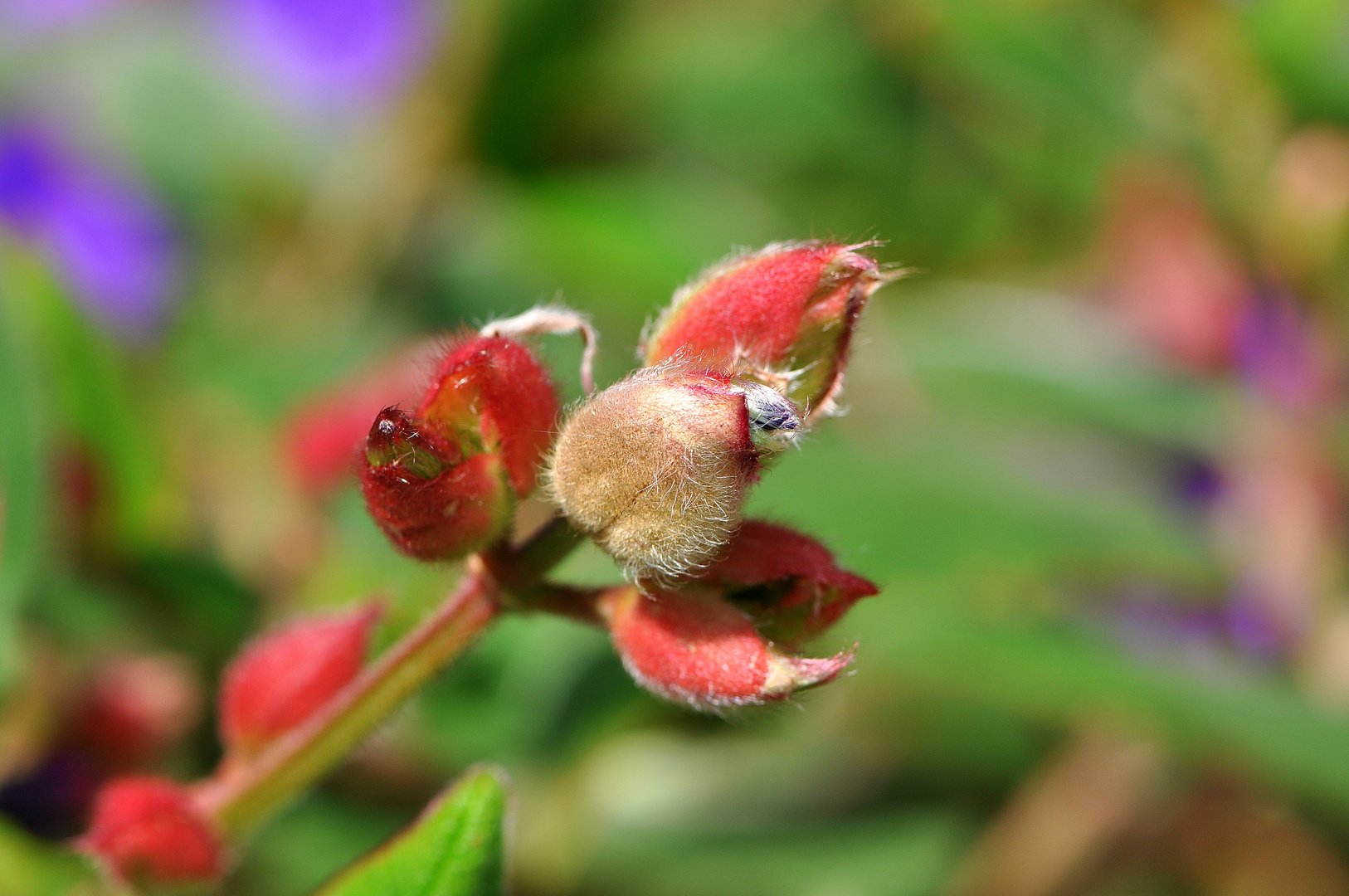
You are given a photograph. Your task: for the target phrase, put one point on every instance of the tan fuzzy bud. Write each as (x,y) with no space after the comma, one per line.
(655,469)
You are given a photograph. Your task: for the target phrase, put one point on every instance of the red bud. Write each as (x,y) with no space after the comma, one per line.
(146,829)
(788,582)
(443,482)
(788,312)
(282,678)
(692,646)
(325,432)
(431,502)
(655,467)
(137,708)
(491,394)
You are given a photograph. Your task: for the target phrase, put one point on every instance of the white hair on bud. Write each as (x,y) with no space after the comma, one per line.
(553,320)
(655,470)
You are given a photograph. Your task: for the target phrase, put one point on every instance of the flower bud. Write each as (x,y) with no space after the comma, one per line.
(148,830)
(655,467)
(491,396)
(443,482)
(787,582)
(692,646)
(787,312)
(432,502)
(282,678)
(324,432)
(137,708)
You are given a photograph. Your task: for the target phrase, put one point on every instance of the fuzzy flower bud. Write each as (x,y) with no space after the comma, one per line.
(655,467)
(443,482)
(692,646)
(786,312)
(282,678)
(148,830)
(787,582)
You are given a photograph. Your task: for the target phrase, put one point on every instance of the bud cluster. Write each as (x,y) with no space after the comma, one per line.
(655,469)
□ □ □
- [Exercise]: Rewrite every line of the records above, keeping all the text lines as they are, and shift each point by adding 33 to both its x and y coordinates. Leave the pictures out.

- [Result]:
You are given a photograph. Your task: for the target phrase, put one point on every instance of the tan fuzzy bud. Write each as (x,y) with no space after the comma, one per line.
(688,502)
You are given a photograph. Your task: for the target phrase, put one point on every instance of the red bud. Write each as (x,y) with no space after the comma, one per line.
(179,862)
(821,615)
(476,515)
(821,345)
(315,711)
(725,679)
(358,465)
(464,535)
(688,500)
(170,741)
(524,427)
You are given a photograph. Your task: for the target phrase, put one point on every instance of the white hair on bud. Write each as (x,y) with no space after the comma, one per line.
(586,353)
(688,503)
You are given a photograph. Your task: for the target phrase, put one point on every instance of the flower bud. Write each as (x,y) with no space after the comma, one per line.
(181,863)
(688,500)
(524,429)
(476,515)
(820,615)
(725,679)
(820,345)
(465,535)
(315,711)
(357,465)
(170,741)
You are given a photograph. Your task: for the target phrase, put one point on every instance of the fuzzy flower bud. Write each as (x,y) with no space after the comma, one per line.
(688,500)
(476,515)
(725,679)
(819,345)
(315,711)
(181,863)
(820,615)
You are given a photograph. Your task: for the target phrase, put one point on every instance of the bud cluster. Write each as (x,y) with no space after the comma, one per line.
(688,502)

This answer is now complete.